[START OF THE DATA]
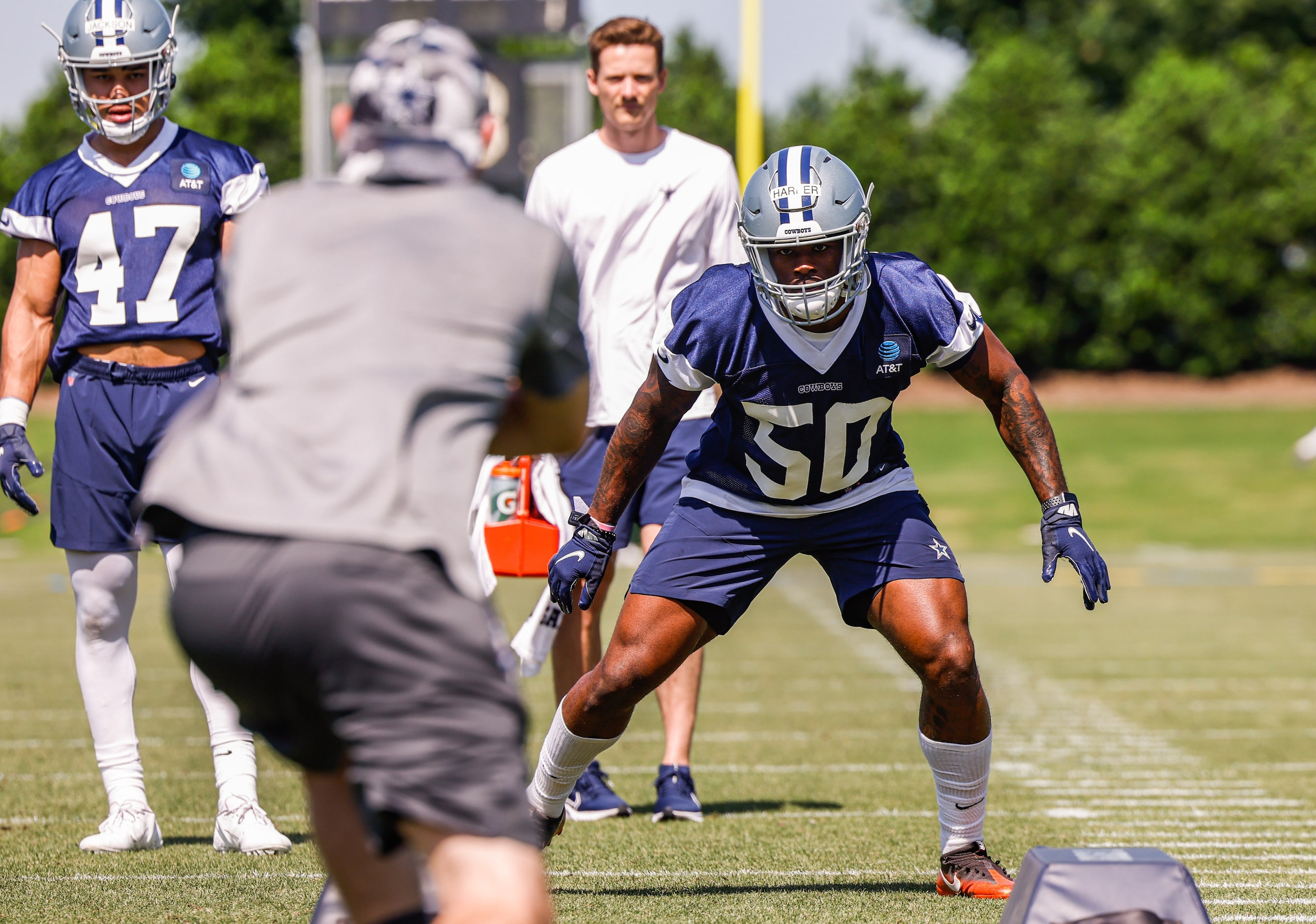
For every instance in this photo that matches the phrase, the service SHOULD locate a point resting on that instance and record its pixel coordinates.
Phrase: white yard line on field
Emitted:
(1086, 763)
(719, 874)
(777, 768)
(159, 877)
[END OF THE DATA]
• _YOUR OBJECTIVE_:
Write out each line above again, requests included, adding 114 to every number in the answer coordinates. Leave the pictures out.

• _REPLY_:
For every instance in this photo that matches the phrase, the service SHOULD locate a point resting on that instance and record its pixel coordinates.
Phrase: white yard line on field
Emitted:
(1200, 877)
(833, 988)
(891, 882)
(273, 991)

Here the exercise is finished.